Top of Selected text

Another decision to evaluate: choice of standardized mean difference effect size estimator

1998 Baltimore

Cannella KAS

The standardized mean difference is the effect size generally recommended in clinical trials and other studies assessing treatment effects on outcomes measured on a continuous scale. Initially, the standard deviation of the control group, recommended for use in meta-analysis by Glass, was the standard deviation of choice. Hedges argued that using the pooled standard deviation to standardize the mean differences resulted in a more precise effect size estimate. It does require making the assumption that the population variances of the two groups are equal. If this assumption does not seem warranted, the standardized mean difference effect size can be computed using the standard deviation of one of the two groups under comparison.

Glass argued that a treatment with an effect on the outcome of interest, especially a clinically important effect, might sufficiently differentiate the two groups such that they could no longer be considered to constitute one common population. In this case, the mean difference may be standardized using the standard deviation of either the control or treatment group. Since one unintentional consequence of the treatment effect may be the reduced variability of the treatment group on the outcome being measured, standardizing the mean difference using the standard deviation of the control group may provide a more conservative effect size estimator. Using the standard deviation of the control group to estimate the effect size also makes logical sense since the control group, whatever its type (untreated, placebo, usual care, etc.), acts as a reference group to which the treatment group is compared.

Empirical evidence was collected to illustrate the potential impact of this decision. Effect sizes from a convenience sample of randomized controlled trials were calculated using the Effect Size Calculator software program to compute biased and unbiased effect sizes using both the pooled standard deviation and that of the control group to standardize the mean differences. There was considerable variability in the difference between control group and pooled standard deviations within and across studies. For instance, in one study the difference in these standard deviations ranged from -1.37 to 3.91 across different outcome measures. While the impact of choice of effect size estimator may have been minimal in most cases, in a few cases the difference was large enough, 0.067 and 0.083, that it could influence interpretation of the estimate.

Since the true situation is estimated, the correct choice of effect size estimator cannot be known. However the impact of this decision can be evaluated by conducting a sensitivity analysis using the alternate standardized mean difference effect size estimator. Findings of minimal or no differences in effect size estimates using an alternate standard deviation to standardize the mean differences would enhance the credibility of the findings. In contrast, findings that choice of estimator resulted in substantial variation in effect size estimates would warrant further investigation. Additional exploration of these differences is recommended.

Bottom of Selected text
Top of Supplied material

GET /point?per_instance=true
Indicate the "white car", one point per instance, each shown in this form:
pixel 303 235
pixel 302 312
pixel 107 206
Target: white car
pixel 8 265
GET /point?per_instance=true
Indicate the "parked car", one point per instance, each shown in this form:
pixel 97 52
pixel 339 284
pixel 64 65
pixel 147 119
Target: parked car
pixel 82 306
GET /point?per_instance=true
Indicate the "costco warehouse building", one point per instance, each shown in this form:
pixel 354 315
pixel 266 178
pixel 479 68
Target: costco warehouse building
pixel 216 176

Bottom of Supplied material
Top of Supplied material

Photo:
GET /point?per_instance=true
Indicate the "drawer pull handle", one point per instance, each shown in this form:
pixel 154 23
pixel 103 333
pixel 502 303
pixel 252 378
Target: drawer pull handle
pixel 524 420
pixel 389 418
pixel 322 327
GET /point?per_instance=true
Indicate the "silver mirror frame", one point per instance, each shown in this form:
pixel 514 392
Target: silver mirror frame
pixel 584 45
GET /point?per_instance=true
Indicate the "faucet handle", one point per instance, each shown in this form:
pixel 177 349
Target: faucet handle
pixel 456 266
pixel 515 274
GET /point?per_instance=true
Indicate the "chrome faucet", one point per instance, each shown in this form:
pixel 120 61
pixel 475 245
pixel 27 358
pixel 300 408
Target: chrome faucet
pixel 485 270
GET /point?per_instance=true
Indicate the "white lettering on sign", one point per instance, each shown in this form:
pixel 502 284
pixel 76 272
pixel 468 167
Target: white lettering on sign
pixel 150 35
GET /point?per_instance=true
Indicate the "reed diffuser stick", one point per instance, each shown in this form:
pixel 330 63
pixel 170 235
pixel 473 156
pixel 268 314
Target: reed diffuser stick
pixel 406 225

Bottom of Supplied material

> **Activity list**
**1)** In the effect size text, condense the paragraph beginning "Glass argued that a treatment" into a short bulleted list that keeps its main facts.
**2)** In the effect size text, reproduce the passage starting at "Another decision to" and ending at "groups under comparison.", substituting "interval scale" for "continuous scale".
**3)** Answer these questions from the effect size text:
(a) Who argued that the pooled standard deviation gives a more precise effect size estimate?
(b) Which software program was used to calculate the effect sizes?
(c) What kind of analysis is proposed to evaluate the impact of the choice of estimator?

> **Results for the exercise**
**1)**
- Glass held that a treatment with an effect, especially a clinically important one, may make the two groups distinct enough that they no longer form one common population.
- In that case, the mean difference can be standardized with the standard deviation of either the control group or the treatment group.
- The treatment may reduce the treatment group's variability on the outcome, so using the control group's standard deviation may give a more conservative estimator.
- Using the control group's standard deviation is also logical because the control group, of whatever type (untreated, placebo, usual care, etc.), is the reference group for comparison.

**2)**
Another decision to evaluate: choice of standardized mean difference effect size estimator

1998 Baltimore

Cannella KAS

The standardized mean difference is the effect size generally recommended in clinical trials and other studies assessing treatment effects on outcomes measured on a interval scale. Initially, the standard deviation of the control group, recommended for use in meta-analysis by Glass, was the standard deviation of choice. Hedges argued that using the pooled standard deviation to standardize the mean differences resulted in a more precise effect size estimate. It does require making the assumption that the population variances of the two groups are equal. If this assumption does not seem warranted, the standardized mean difference effect size can be computed using the standard deviation of one of the two groups under comparison.

**3)**
(a) Hedges.
(b) The Effect Size Calculator software program.
(c) A sensitivity analysis using the alternate standardized mean difference effect size estimator.